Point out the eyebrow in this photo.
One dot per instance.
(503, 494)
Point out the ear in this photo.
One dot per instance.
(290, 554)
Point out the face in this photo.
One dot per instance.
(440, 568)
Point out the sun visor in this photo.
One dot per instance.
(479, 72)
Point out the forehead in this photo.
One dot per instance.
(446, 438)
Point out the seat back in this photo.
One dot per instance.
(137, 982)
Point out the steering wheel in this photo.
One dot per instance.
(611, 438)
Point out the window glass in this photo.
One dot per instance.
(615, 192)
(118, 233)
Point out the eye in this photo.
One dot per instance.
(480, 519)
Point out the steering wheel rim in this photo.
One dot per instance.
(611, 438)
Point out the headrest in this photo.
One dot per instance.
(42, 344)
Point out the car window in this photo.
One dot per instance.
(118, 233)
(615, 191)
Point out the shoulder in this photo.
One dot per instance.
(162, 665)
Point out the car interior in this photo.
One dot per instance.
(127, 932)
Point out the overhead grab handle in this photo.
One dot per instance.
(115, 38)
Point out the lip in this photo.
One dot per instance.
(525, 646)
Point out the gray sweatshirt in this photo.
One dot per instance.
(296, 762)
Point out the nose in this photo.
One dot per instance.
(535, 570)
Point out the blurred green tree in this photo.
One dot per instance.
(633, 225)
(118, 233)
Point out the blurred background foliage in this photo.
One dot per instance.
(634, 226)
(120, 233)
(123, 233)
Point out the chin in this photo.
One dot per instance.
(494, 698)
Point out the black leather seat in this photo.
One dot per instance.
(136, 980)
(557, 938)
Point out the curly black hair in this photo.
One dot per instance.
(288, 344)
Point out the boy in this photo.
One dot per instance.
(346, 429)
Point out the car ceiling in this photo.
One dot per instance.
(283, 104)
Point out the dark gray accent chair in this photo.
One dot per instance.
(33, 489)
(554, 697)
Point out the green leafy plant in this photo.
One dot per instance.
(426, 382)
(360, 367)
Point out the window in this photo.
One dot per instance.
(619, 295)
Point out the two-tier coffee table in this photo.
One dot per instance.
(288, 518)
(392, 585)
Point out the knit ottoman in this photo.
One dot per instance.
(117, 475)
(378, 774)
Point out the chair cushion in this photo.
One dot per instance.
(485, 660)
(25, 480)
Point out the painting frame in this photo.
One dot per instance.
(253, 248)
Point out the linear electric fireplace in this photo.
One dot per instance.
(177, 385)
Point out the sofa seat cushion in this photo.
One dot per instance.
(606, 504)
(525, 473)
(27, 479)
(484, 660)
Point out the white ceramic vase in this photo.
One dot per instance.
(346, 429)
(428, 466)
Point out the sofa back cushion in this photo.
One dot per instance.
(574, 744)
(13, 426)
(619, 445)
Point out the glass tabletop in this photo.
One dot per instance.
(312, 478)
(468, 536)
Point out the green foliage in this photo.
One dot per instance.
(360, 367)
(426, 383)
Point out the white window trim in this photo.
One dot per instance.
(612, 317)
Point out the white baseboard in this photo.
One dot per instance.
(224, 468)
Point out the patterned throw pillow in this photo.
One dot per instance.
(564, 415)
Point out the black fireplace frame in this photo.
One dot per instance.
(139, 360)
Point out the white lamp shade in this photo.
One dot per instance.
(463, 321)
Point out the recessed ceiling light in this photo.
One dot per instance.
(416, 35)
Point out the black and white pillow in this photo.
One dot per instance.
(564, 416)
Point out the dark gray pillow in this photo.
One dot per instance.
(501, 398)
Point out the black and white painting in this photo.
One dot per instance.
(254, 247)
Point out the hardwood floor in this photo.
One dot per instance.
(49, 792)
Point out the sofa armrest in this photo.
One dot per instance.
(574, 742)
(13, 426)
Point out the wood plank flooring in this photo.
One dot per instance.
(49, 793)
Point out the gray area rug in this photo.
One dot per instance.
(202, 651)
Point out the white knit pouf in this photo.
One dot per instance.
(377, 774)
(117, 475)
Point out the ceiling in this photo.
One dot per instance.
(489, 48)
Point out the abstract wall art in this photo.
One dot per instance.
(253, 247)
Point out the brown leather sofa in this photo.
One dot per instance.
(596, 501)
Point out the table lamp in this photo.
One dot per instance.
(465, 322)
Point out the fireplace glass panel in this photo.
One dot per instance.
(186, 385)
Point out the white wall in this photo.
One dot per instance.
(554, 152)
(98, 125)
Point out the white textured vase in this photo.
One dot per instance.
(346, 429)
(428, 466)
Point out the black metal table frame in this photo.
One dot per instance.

--*--

__INSTRUCTION__
Above are some records. Print them all exactly.

__FINISHED EXERCISE__
Point out the eyebrow in this photo.
One dot per instance.
(503, 494)
Point out the ear in this photo.
One dot per instance.
(290, 554)
Point out the face in this photo.
One dot per instance.
(440, 568)
Point out the sun visor in this photo.
One dot per instance.
(479, 72)
Point out the forehead in this photo.
One dot per instance.
(446, 438)
Point out the seat back in this photo.
One dot per instance.
(137, 982)
Point out the steering wheel in this photo.
One dot per instance.
(611, 438)
Point out the window glass in this photo.
One dot per instance.
(615, 192)
(118, 233)
Point out the eye in this photo.
One dot per instance.
(480, 519)
Point out the steering wheel rim in this photo.
One dot per instance.
(611, 438)
Point out the headrest in this photo.
One dot per instance.
(42, 344)
Point out the car window in this photo.
One dot per instance.
(118, 233)
(615, 191)
Point out the shoulder in this photo.
One dot per instance.
(162, 665)
Point out the car interior in this photo.
One dot per instance.
(127, 932)
Point out the overhead grab handle in this photo.
One dot per instance.
(115, 38)
Point out the lip in this photo.
One dot per instance.
(525, 646)
Point out the gray sweatshirt in this photo.
One dot per instance.
(296, 762)
Point out the nose in this photo.
One dot per instance.
(535, 570)
Point out the blurred green tree in this photo.
One dot per instance.
(633, 225)
(118, 233)
Point out the blurred background foliage in this photo.
One dot per instance.
(634, 226)
(120, 233)
(123, 233)
Point out the chin in this photo.
One dot per instance.
(494, 698)
Point out the black leather seat in this photo.
One dot per instance.
(136, 980)
(557, 938)
Point out the curly black hair in this photo.
One dot per instance.
(288, 344)
Point out the boy in this photo.
One dot per instance.
(346, 429)
Point out the car ceiling in this photo.
One dot per instance.
(283, 104)
Point out the dark gray accent chair in this photo.
One dot per instance.
(33, 489)
(554, 697)
Point out the green leafy plant in this photo.
One dot per instance.
(426, 382)
(360, 367)
Point out the window in this photo.
One dot per instance.
(619, 295)
Point out the two-tier coffee table in this photo.
One dot per instance.
(288, 518)
(392, 585)
Point out the knit ottoman in this photo.
One dot per instance.
(117, 475)
(378, 774)
Point out the chair cushion in this photo.
One dot per instance.
(485, 660)
(25, 480)
Point out the painting frame in this photo.
One dot per instance.
(253, 248)
Point out the linear electric fireplace in this photo.
One dot per instance.
(177, 385)
Point out the sofa seat cushion in this photo.
One dot per instance.
(606, 504)
(525, 473)
(27, 479)
(484, 660)
Point out the white ceramic vase in this photo.
One dot per instance.
(346, 429)
(428, 466)
Point out the sofa back cushion in this photo.
One dot per instance.
(574, 744)
(13, 426)
(619, 445)
Point out the glass tabletop in this photo.
One dot per instance.
(312, 478)
(468, 536)
Point out the green foliage in this photo.
One dot per instance.
(360, 367)
(426, 383)
Point out the white window trim in this photo.
One dot per instance.
(612, 317)
Point out the white baseboard in this photo.
One dot per instance.
(224, 468)
Point out the patterned throw pillow in this photo.
One dot per instance.
(564, 415)
Point out the black fireplace frame in this photo.
One dot per instance.
(139, 360)
Point out the white lamp shade in this photo.
One dot per instance.
(463, 321)
Point out the recessed ceiling light in this photo.
One dot per instance.
(416, 35)
Point out the black and white pillow in this photo.
One dot per instance.
(564, 416)
Point out the dark gray pillow in this photo.
One dot per instance.
(501, 398)
Point out the black and white painting in this photo.
One dot per instance.
(254, 247)
Point out the hardwood floor in this photo.
One dot per instance.
(49, 792)
Point out the sofa armrest in this photo.
One dot per instance.
(574, 742)
(13, 426)
Point out the wood plank flooring in this photo.
One dot per instance.
(49, 793)
Point out the gray area rug in this photo.
One dot per instance.
(202, 651)
Point out the white knit pouf in this photo.
One dot per instance.
(377, 774)
(117, 475)
Point out the ceiling in this photo.
One dot per instance.
(489, 48)
Point out the abstract wall art in this photo.
One dot per instance.
(253, 247)
Point out the brown leather sofa in this photo.
One dot per instance.
(596, 501)
Point out the table lamp in this photo.
One dot per instance.
(465, 322)
Point out the fireplace glass panel in this photo.
One dot per instance.
(186, 385)
Point out the white wall in this photo.
One dot per instance.
(554, 152)
(98, 125)
Point out the white textured vase in this photo.
One dot per instance.
(346, 429)
(428, 466)
Point out the black metal table frame in this photo.
One dot per instance.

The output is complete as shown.